Challenge.
Extract each line in the material below that contains the word "segment", and copy those lines in full.

Supplied entries.
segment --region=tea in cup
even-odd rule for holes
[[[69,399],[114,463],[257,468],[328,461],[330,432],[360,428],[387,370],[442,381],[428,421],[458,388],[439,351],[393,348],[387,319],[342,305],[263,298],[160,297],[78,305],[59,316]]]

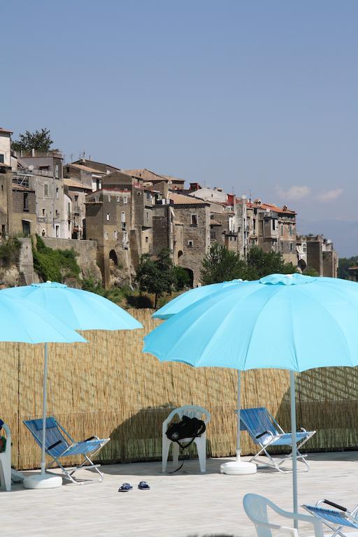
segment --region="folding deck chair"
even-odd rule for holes
[[[322,503],[334,507],[335,509],[321,507]],[[353,510],[350,511],[346,507],[334,503],[329,500],[320,500],[315,506],[303,505],[302,507],[333,531],[331,537],[338,535],[341,537],[349,537],[350,534],[343,534],[342,531],[345,527],[358,530],[358,506],[355,507]],[[358,534],[355,532],[354,535],[358,535]]]
[[[42,419],[25,420],[24,424],[34,436],[36,442],[42,448]],[[57,464],[62,470],[64,479],[76,485],[80,485],[85,480],[73,477],[74,473],[80,469],[94,470],[99,474],[100,477],[98,480],[102,481],[103,474],[99,470],[101,465],[94,464],[90,459],[90,455],[94,457],[109,441],[110,438],[99,438],[98,436],[91,436],[91,438],[82,442],[75,442],[55,417],[46,417],[45,451],[46,454],[52,459],[52,461],[46,466],[46,471],[53,464]],[[71,455],[83,455],[84,460],[78,466],[64,468],[59,459]]]
[[[252,457],[250,461],[262,464],[257,459],[262,455],[266,455],[268,461],[264,463],[265,466],[275,468],[282,473],[292,471],[291,468],[286,468],[282,465],[285,462],[292,459],[292,452],[288,455],[285,455],[284,459],[273,459],[267,451],[268,448],[273,445],[288,445],[292,448],[292,441],[291,433],[285,433],[266,408],[263,407],[243,408],[240,411],[240,422],[241,430],[247,431],[255,443],[260,448],[259,452]],[[297,460],[305,464],[304,471],[306,472],[309,470],[308,464],[306,460],[307,455],[302,455],[299,450],[315,434],[315,431],[306,431],[302,429],[296,434]]]

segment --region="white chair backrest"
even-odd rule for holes
[[[175,408],[171,412],[169,415],[163,422],[163,431],[164,431],[166,425],[168,425],[171,422],[176,415],[178,416],[179,420],[181,420],[183,416],[187,416],[188,417],[197,417],[198,420],[201,420],[203,418],[203,415],[205,416],[203,422],[205,424],[207,425],[211,419],[211,415],[210,412],[208,412],[205,408],[203,408],[201,406],[196,406],[196,405],[186,405],[185,406],[180,406],[179,408]],[[166,429],[165,429],[165,430],[166,430]]]
[[[243,508],[248,517],[256,526],[256,530],[259,537],[272,537],[272,533],[269,528],[259,527],[257,522],[268,522],[267,507],[271,503],[267,498],[258,494],[246,494],[243,499]]]

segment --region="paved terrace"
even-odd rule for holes
[[[358,503],[358,452],[314,454],[309,459],[310,471],[299,476],[300,502],[328,497],[351,507]],[[186,461],[174,475],[162,474],[158,462],[136,463],[103,466],[102,483],[47,491],[16,485],[11,492],[0,492],[1,533],[6,537],[253,537],[242,507],[247,492],[262,494],[291,510],[291,474],[266,469],[248,476],[220,475],[225,460],[208,459],[206,474],[198,473],[197,461]],[[141,480],[151,489],[138,490]],[[134,489],[117,492],[124,482]],[[312,529],[301,525],[300,536],[309,535]]]

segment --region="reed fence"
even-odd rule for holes
[[[164,419],[172,408],[197,404],[212,414],[208,454],[234,454],[236,371],[162,364],[143,354],[143,337],[159,322],[151,318],[150,310],[130,313],[144,330],[94,331],[83,333],[87,344],[49,345],[48,415],[55,415],[76,439],[110,436],[100,461],[127,462],[160,459]],[[268,345],[263,342],[262,352]],[[22,420],[41,416],[43,346],[0,343],[0,417],[12,431],[13,464],[37,468],[40,450]],[[357,376],[357,369],[349,368],[298,375],[298,426],[317,431],[307,450],[358,446]],[[243,373],[243,406],[266,406],[289,430],[289,382],[284,371]],[[242,436],[243,453],[253,452],[247,434]]]

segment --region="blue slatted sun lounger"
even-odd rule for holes
[[[34,436],[36,442],[42,448],[42,419],[25,420],[24,424]],[[80,469],[94,470],[99,474],[99,480],[102,481],[103,474],[99,470],[101,465],[94,464],[90,456],[93,457],[109,440],[110,438],[99,438],[98,436],[92,436],[82,442],[75,442],[55,417],[46,417],[45,451],[46,454],[52,459],[52,461],[47,465],[46,470],[53,464],[57,464],[62,470],[62,477],[76,485],[82,484],[84,481],[74,478],[75,472]],[[59,461],[59,459],[71,455],[83,455],[84,459],[78,466],[66,468]]]
[[[247,431],[255,443],[260,448],[251,459],[251,461],[261,464],[257,458],[266,455],[268,460],[264,463],[265,466],[275,468],[282,473],[292,471],[291,468],[282,466],[285,462],[292,458],[293,446],[291,433],[285,433],[266,408],[264,407],[243,408],[240,411],[240,422],[241,430]],[[309,469],[308,464],[306,460],[307,455],[302,455],[299,450],[313,436],[315,432],[315,431],[306,431],[303,429],[296,433],[295,448],[297,452],[297,460],[305,464],[306,471]],[[273,459],[267,451],[268,448],[273,445],[289,446],[292,448],[291,453],[286,455],[284,459]]]
[[[335,509],[327,509],[322,507],[322,504],[334,507]],[[343,534],[345,527],[358,529],[358,506],[352,511],[346,507],[340,506],[329,500],[320,500],[315,506],[303,505],[302,507],[311,515],[320,519],[329,529],[333,531],[331,537],[349,537],[350,534]],[[355,535],[356,534],[355,533]]]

Solution below.
segment --region=tea in cup
segment --region="folding deck chair"
segment --region="white chair backrest"
segment --region="paved terrace"
segment --region="reed fence"
segment --region="blue slatted sun lounger"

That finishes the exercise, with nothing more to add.